*** Begin section ***
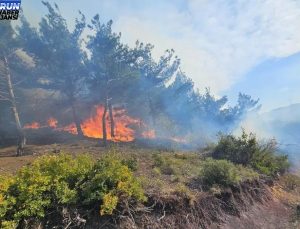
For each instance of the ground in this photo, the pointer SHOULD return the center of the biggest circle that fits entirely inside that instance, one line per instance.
(166, 172)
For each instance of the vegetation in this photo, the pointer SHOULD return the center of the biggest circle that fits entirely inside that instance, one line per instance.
(61, 180)
(74, 73)
(224, 173)
(247, 151)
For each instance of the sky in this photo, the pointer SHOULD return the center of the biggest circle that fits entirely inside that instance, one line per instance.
(226, 45)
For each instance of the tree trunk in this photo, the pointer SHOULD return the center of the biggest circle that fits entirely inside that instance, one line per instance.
(76, 120)
(112, 122)
(104, 132)
(12, 98)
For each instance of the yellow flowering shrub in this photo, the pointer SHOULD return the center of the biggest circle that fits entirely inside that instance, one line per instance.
(62, 180)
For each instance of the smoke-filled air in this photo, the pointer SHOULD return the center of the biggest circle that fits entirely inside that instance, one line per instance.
*** End section ***
*REQUIREMENT*: When the line containing "For each instance of the vegetation" is found in the records above, restate it and every later line word for word through the last one, and nothing more.

*RESULT FOR THIS EXERCISE*:
For each instance of the vegetation in this photo, the pointer SHOULD return the center of the biggest circle that fits entirely inside that instance, one line per instance.
(61, 180)
(74, 73)
(224, 173)
(247, 151)
For each instance of the sky in this photo, the pointer SHOULD return the center of the biggest circle that fits entirely inside that instance, one line per instance.
(226, 45)
For each instance of the tree trunk in this photo, the pointer SHOULD return the center of the biggest circle that fits entirely inside that instance, one line per instance.
(76, 120)
(112, 122)
(104, 132)
(12, 98)
For each instance of the yellow flowering shrub in this photo, the pointer SHOULD return the center of the biggest circle that fits entirely inside that instance, one line per instance.
(62, 180)
For each instance of the smoke-filled air in this photo, the pointer SHOULD return the center of the biggest circle that fits entirely inside that instance, one line per instance.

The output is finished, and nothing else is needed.